■ Task requirements ■
When you reach the records, transcribe each one exactly.
───── Source information
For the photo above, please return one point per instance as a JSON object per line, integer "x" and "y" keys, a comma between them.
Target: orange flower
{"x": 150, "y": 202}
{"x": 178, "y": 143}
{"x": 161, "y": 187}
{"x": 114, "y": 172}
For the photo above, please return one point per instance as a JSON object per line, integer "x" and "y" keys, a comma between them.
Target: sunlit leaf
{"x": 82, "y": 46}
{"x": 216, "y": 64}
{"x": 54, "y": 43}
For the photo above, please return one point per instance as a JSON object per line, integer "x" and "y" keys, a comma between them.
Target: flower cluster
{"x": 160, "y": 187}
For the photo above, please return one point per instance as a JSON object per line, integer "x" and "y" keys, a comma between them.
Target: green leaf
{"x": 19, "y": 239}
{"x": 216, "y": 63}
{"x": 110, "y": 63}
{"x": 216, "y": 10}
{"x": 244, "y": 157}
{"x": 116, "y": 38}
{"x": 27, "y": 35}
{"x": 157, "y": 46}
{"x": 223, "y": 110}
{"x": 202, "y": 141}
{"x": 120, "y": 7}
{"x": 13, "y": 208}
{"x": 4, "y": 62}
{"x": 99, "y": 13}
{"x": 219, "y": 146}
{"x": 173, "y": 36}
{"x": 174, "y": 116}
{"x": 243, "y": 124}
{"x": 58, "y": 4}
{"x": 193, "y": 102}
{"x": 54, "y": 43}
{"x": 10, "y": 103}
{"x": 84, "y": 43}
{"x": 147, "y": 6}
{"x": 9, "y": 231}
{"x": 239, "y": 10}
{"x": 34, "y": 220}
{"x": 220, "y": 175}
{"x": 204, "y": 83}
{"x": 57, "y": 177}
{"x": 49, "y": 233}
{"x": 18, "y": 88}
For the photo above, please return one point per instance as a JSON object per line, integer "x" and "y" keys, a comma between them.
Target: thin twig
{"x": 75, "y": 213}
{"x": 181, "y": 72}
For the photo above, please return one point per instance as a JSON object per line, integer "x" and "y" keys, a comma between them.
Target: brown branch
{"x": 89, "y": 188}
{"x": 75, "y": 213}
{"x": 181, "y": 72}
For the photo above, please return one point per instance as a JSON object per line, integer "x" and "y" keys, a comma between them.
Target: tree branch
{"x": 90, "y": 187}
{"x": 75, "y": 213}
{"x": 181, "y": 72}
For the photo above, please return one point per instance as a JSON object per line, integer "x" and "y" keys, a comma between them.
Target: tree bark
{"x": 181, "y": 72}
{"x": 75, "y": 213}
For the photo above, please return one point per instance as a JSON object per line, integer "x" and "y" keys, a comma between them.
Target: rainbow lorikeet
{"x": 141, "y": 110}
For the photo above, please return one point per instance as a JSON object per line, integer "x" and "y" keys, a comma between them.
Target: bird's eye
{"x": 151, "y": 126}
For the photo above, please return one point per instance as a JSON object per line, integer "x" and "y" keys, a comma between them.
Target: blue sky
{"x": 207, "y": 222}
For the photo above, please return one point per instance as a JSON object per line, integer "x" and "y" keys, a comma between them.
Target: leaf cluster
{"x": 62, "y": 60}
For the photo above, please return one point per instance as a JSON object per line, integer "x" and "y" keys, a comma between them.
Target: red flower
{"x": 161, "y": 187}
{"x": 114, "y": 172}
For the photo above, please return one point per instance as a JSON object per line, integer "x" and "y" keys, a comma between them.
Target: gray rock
──────────
■ Result of this task ■
For the photo above, please return one point per instance as a JSON object per line, integer "x" and "y" keys, a comma between them.
Target: orange flower
{"x": 150, "y": 202}
{"x": 178, "y": 143}
{"x": 161, "y": 187}
{"x": 114, "y": 172}
For the photo above, please return one point per instance as a JSON object per line, integer "x" and "y" keys, a comma between them.
Target: sunlit leaf
{"x": 82, "y": 46}
{"x": 216, "y": 64}
{"x": 54, "y": 43}
For the photo above, please return one point per instance as a JSON object per line, integer "x" and "y" keys, a comma between them.
Target: flower cluster
{"x": 160, "y": 187}
For the photo above, please return one point per instance as a JSON object per line, integer "x" and "y" keys, a comma between them.
Target: green leaf
{"x": 19, "y": 239}
{"x": 216, "y": 63}
{"x": 110, "y": 63}
{"x": 216, "y": 10}
{"x": 244, "y": 157}
{"x": 116, "y": 38}
{"x": 27, "y": 35}
{"x": 157, "y": 46}
{"x": 223, "y": 110}
{"x": 202, "y": 141}
{"x": 120, "y": 7}
{"x": 13, "y": 208}
{"x": 4, "y": 62}
{"x": 99, "y": 13}
{"x": 219, "y": 146}
{"x": 173, "y": 36}
{"x": 174, "y": 116}
{"x": 243, "y": 124}
{"x": 58, "y": 4}
{"x": 193, "y": 102}
{"x": 54, "y": 43}
{"x": 10, "y": 103}
{"x": 84, "y": 43}
{"x": 147, "y": 6}
{"x": 9, "y": 231}
{"x": 239, "y": 10}
{"x": 34, "y": 220}
{"x": 220, "y": 175}
{"x": 204, "y": 83}
{"x": 57, "y": 177}
{"x": 49, "y": 233}
{"x": 18, "y": 88}
For the photo above, please return one point per instance as a JSON object per line, integer "x" and "y" keys, a comma between them.
Target: thin twig
{"x": 75, "y": 213}
{"x": 181, "y": 72}
For the photo above, please return one point per instance as a JSON object per line, integer "x" and "y" keys, a comma between them.
Target: brown branch
{"x": 89, "y": 188}
{"x": 75, "y": 213}
{"x": 181, "y": 72}
For the photo above, please return one point per instance as a JSON object per line, integer "x" and "y" keys, a comma between them.
Target: tree branch
{"x": 90, "y": 187}
{"x": 75, "y": 213}
{"x": 181, "y": 72}
For the photo above, please return one point per instance as a JSON object per line, integer "x" and "y" keys, a comma between them.
Target: tree bark
{"x": 181, "y": 72}
{"x": 75, "y": 213}
For the photo above, please return one point per instance as a JSON object per line, integer "x" and "y" keys, a comma between them.
Target: rainbow lorikeet
{"x": 141, "y": 110}
For the photo above, please return one point per instance as a JSON object per line, integer "x" and "y" keys, a comma between them.
Target: bird's eye
{"x": 151, "y": 126}
For the photo above, please return one point per instance as a JSON object per line, integer "x" and "y" keys, a comma between them.
Target: blue sky
{"x": 207, "y": 222}
For the photo above, please return one point per instance as a JSON object per line, integer "x" and "y" keys, a comma between them.
Target: leaf cluster
{"x": 62, "y": 60}
For the photo above, please return one point per instance as a JSON object per line, integer "x" and "y" keys, a comma between them.
Target: red flower
{"x": 161, "y": 187}
{"x": 114, "y": 172}
For the photo above, please return one point per instance as a JSON object per line, integer "x" and "y" keys, a comma between them.
Target: gray rock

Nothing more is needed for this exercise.